| PROBLEM TO SOLVE |
According to the write-up on the annotation worker, what kind of batch does a fresh worker receive?

So the annotation thing. You remember that, right? Well, here is how the worker seemed to function. Note that I’m getting this information from a brief cursory glance (and chatting with one of the devs). I know it works because I had three of them running at any given time. But how? Uh, *shrug*
Let’s get started, shall we? So the worker (at omarroth/archive) the code starts by creating a new Worker
class. This is our basic worker.
The run
function creates a BatchProcess
and calls its run
. *sigh* So what does that do? Well it asks the server for a batch, pulls it up from a database, and retrieves the annotations for each of them …which is done in yet another class, this one called AnnotationProcess
.
So what does AnnotationProcess
do? It does a request to YouTube to get the annotations. (The URL in the repository was changed after the fact. By me. Interesting.) How it gets those annotations is interesting: to make sure the worker is functioning properly, there is a trust system. A fresh worker won’t actually get a new batch; it’ll get one that’s already been verified. As it gives more valid responses, it’s more likely to get a new video. This way, the likelihood of getting garbage data is minimized, which is important for an archival project.
Once all the videos in a batch have been downloaded, they’re verified with the server and then uploaded to DigitalOcean Spaces, a cloud storage service. This goes on ad infinitum until YouTube decides to pull the plug.
And that is what (I think) the annotation worker did.
– glmdgrielson

| Object location annotation data |
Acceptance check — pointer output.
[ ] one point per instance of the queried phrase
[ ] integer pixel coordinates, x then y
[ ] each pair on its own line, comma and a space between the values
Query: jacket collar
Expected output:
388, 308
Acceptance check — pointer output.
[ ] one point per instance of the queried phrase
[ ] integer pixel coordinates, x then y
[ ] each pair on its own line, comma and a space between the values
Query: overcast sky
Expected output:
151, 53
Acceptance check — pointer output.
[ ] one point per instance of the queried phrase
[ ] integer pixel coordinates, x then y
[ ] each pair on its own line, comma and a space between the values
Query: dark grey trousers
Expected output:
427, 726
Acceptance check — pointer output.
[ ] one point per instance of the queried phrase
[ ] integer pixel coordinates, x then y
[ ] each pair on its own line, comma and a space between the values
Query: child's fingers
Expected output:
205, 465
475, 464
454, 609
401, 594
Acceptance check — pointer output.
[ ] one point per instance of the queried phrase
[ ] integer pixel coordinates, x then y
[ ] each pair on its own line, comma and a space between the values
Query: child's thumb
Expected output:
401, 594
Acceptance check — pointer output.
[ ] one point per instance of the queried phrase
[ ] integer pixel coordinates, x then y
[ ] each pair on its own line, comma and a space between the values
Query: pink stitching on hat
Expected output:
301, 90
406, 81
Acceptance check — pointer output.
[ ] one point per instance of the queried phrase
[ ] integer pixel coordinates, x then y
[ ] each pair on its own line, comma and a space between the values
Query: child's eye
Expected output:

| TASK OUTPUT |
A fresh worker gets a batch that has already been verified.